-- 出力内容 --
下に示す認知症の相続人についての文章のうち、「相続人の中に認知症の人がいたら?」を含む語句で始まり「代筆などしてしまうと後々本当に大変な問題になってしまいます。」で終わる部分を、一字一句違えずに書き写してください。

-- 出典抜粋 --
========

相続人の中に認知症の人がいたら?

お父さんが亡くなって遺産分割協議をしようと思ったが、

すでにお母さんは認知症になっていて書類にハンコが押せない・・・本当によくあるケースです。

 

基本的に書類に署名捺印をしたりするには行為能力(単独で法律行為をなし得る能力)が必要であり、

代筆などしてしまうと後々本当に大変な問題になってしまいます。

 

認知症だったり、判断能力が低下していても、

実際には同居の親族がお世話していたり、施設に入っていたりするだけで通常生活を送る分には問題ありません。


しかし遺産分割協議をきっかけにそれまで放っておいた認知症の問題と

いやでも向き合うことになるのです。

 

 1.成年後見人の選任

 2.遺産分割後の問題

 3.対策

 

1.成年後見人の選任

 

認知症の度合いにもよりますが、判断能力のない方(今回はお父さんが亡くなったとしてその妻であるお母さん)のために

家庭裁判所で後見開始の審判を請求し、成年後見人を選任してもらう必要があります。

========

-- 物体の位置に関するデータセットの記録 --

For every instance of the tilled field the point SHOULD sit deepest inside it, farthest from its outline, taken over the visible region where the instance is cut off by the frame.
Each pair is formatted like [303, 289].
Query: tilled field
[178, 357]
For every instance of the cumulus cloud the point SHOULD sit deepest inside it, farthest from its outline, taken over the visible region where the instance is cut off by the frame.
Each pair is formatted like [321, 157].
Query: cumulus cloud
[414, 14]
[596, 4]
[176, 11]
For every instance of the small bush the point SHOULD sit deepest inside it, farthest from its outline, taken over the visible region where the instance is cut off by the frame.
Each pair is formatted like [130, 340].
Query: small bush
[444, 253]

========

-- 出力全文 --
相続人の中に認知症の人がいたら?

お父さんが亡くなって遺産分割協議をしようと思ったが、

すでにお母さんは認知症になっていて書類にハンコが押せない・・・本当によくあるケースです。

 

基本的に書類に署名捺印をしたりするには行為能力(単独で法律行為をなし得る能力)が必要であり、

代筆などしてしまうと後々本当に大変な問題になってしまいます。